Reading passage »
Google-Writing is Vapid and Superficial

Google-Writing is Vapid and Superficial

James McAdams | May 17th, 2020

 

I’ve learned to identify writing that relies too much on Googling for details. The problem is that this kind of Google-Writing is vapid and superficial. I see this in my recently published collection Ambushing the Void, my own writing classes, and as an editor and reader for literary journals. Characteristics of this affliction: unnecessary erudition and quoting, specialized details (oceanography, Iberian cuisine, the evolution of the DSM), everything a tad too perfect. Anecdotally, as an editor for Barren Magazine, I sometimes see descriptions (of characters’ faces, tropical resorts) copy/pasted from online dating profiles or Trip Advisor sites. In my own collection, I see arcane discussions of ARPANET, POTS syndrome, the history of obituaries, etc. I realize of course that writers have researched before the Internet, but I’m not the only one who sees this as a notable trend. Writing in Uncanny Valley, her account of millennial S.F./Github start-up culture, Anna Weiner describes trying to read after a long day of surfing the ‘Net for work:

Sometimes I worried about my internet habits and forced myself away from the computer, to read a magazine or book. Contemporary literature offered no respite: I would find prose cluttered with data points, tenuous historical connections, detail so finely-tuned it could only have been extracted from a feverish night of search-engine queries […] Oh, I would think, turning the page. The author is addicted to the Internet too.

Information supplied »

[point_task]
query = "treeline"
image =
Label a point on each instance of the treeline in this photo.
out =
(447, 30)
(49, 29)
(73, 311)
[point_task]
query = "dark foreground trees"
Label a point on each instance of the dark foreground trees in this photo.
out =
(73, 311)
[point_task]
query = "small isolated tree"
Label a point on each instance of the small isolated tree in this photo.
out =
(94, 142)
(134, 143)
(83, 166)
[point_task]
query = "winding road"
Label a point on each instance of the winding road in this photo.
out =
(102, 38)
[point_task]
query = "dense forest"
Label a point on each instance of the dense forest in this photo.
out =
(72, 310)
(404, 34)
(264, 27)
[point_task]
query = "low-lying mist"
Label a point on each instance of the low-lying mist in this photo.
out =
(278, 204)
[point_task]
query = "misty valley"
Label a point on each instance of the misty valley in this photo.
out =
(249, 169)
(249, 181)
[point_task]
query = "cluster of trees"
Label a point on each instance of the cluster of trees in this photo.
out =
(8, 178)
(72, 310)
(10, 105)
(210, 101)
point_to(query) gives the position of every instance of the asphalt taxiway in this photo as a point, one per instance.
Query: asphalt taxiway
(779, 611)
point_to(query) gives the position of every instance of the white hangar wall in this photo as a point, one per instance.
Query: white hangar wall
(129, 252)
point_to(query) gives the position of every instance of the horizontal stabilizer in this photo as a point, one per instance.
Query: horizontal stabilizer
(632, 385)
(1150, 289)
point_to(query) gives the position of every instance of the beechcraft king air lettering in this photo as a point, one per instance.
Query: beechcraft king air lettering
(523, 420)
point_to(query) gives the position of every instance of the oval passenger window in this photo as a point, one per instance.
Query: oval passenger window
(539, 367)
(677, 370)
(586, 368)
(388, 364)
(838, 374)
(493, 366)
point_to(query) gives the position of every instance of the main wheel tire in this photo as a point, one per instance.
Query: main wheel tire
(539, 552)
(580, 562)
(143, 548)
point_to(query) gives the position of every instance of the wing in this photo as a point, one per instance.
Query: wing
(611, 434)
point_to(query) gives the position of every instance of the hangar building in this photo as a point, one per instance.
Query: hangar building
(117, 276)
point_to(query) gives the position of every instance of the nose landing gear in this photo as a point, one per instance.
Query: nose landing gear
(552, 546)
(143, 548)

---

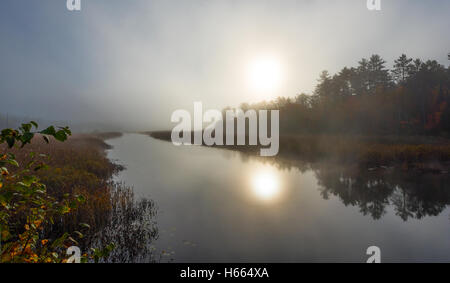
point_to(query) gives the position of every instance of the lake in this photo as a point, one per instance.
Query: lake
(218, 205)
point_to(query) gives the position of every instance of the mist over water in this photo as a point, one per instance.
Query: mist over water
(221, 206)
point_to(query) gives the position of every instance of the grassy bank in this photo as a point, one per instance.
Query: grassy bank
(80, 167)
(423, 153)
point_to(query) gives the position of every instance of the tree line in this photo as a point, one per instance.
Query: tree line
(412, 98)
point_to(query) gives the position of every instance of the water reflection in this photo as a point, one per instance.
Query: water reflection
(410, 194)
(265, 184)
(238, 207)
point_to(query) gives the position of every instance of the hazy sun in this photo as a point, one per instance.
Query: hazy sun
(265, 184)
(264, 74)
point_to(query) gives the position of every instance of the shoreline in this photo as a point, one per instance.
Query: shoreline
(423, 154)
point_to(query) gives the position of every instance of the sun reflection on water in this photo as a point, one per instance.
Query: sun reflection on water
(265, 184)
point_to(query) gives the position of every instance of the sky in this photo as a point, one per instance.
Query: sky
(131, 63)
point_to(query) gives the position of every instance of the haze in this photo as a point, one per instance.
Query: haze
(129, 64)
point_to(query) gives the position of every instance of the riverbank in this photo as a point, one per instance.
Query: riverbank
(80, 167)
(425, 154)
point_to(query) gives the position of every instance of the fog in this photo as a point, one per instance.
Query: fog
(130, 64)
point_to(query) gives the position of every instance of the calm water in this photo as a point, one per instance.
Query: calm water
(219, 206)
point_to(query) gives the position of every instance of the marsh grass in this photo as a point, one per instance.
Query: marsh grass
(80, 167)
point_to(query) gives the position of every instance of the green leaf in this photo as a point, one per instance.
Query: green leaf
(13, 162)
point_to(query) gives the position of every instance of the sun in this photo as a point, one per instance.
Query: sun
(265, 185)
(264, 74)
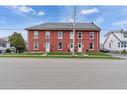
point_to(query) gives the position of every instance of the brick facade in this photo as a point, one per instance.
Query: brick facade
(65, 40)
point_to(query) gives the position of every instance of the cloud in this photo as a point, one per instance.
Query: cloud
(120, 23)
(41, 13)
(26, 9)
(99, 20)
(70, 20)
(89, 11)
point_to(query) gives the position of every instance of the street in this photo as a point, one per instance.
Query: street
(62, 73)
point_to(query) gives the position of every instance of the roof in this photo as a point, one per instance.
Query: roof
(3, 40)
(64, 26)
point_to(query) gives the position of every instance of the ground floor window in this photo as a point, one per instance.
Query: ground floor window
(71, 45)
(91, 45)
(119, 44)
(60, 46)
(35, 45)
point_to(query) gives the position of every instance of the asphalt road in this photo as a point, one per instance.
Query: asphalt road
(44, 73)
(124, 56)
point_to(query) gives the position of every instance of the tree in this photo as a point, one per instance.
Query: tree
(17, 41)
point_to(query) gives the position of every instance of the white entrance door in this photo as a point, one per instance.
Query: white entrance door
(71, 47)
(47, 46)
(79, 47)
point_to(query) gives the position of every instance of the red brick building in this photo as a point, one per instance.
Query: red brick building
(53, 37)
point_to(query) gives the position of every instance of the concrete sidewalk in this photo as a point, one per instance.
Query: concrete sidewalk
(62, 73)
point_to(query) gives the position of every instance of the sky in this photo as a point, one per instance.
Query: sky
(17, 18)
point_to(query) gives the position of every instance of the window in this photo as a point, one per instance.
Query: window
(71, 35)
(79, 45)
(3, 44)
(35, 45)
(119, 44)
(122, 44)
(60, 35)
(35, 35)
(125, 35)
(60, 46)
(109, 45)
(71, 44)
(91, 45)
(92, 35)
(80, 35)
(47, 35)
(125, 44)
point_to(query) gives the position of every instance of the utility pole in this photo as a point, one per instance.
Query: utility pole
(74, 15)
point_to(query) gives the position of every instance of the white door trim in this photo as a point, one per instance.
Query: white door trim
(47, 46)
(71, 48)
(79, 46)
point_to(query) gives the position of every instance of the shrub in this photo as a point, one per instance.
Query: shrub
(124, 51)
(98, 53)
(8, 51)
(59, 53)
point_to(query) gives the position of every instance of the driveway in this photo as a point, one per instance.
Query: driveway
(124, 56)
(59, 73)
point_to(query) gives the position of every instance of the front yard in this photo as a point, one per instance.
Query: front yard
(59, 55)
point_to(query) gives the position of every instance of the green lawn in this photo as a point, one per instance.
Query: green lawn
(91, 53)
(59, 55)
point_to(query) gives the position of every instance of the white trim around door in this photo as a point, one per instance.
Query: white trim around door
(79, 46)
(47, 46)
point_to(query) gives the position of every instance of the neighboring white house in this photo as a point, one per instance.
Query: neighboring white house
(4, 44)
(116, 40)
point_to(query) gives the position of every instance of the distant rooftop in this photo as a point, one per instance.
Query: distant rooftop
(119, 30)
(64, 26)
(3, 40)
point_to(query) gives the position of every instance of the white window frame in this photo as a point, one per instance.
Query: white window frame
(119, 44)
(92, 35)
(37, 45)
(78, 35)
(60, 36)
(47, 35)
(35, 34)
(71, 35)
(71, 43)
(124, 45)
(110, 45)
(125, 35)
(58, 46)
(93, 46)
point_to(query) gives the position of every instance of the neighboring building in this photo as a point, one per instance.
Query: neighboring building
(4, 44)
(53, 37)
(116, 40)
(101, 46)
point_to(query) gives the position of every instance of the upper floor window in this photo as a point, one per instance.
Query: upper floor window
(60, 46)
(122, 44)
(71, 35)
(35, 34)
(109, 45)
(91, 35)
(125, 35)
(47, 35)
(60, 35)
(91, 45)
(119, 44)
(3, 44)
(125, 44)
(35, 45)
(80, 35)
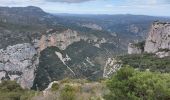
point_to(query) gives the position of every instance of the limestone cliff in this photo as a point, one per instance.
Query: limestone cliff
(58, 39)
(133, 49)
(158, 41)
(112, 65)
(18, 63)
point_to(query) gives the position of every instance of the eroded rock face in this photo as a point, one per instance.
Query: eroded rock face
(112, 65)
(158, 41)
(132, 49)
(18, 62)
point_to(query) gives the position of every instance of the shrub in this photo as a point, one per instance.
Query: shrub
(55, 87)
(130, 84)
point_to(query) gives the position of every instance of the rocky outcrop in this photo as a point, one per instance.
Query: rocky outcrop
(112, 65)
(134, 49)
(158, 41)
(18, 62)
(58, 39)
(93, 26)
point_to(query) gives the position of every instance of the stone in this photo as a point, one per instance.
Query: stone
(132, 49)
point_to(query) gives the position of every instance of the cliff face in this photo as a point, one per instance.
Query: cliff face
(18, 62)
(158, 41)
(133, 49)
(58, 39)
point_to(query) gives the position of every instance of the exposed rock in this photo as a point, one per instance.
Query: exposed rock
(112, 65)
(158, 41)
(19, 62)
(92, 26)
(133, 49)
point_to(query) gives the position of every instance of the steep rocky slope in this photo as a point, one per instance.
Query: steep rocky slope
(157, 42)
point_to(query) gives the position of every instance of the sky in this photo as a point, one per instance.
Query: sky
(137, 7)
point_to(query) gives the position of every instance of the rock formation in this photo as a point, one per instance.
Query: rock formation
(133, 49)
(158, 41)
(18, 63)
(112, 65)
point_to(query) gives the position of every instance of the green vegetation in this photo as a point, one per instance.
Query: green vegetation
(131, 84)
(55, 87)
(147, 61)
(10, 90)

Assigned task »
Extend the essay on Google-Writing, picking up right after the quoted passage that closes it.

Result »
As an example, remember I’m writing a book about rehabs. Here is a paragraph I wrote about some meds that the narrator’s in charge of dispensing to the residents (or clients). This is a job I had way back in the day: 

At Derek Jeter Rehab Center-Delray, meds are dispensed between 7 pm and 9 pm. I’d start with the early sleepers at the sober house on 999 Swinton, then swoosh on Freaky Fred’s moped through the back alleys and garbage docks behind the strip mall to the sober houses on 9th and 10th streets, between the head shops and the Amscot. I dispensed Suboxone, SSRIs, SNRIs, B-Vitamins, and retrovirals for the needle users. On a PRN basis I gave them: hemorrhoid cream, Midol, hydrocortisone, aloe vera for suntan relief, dimethicone for chapped lips, Immodium A-D., ativan. Sadonna was the last client to move into the “renovated” Bugle Sea Motel after Tara overdosed.

So does this look authoritative? I know 80% of this from research (actual research) but “dimethicone for chapped lips,” for instance, was a result of Googling “medication for chapped lips,” since many people in recovery have chapped lips…I’m not sure why this is, maybe a nervous habit or maybe systemic dehydration. 

Another sentence from the story/chapter: “We secretly called them “Coins,” as in cryptocurrency.” Here I wanted to suggest that I was an “insider” with actual knowledge of the various subterranean terms insiders would use. This comes from Urban Dictionary, which is always open when I’m writing.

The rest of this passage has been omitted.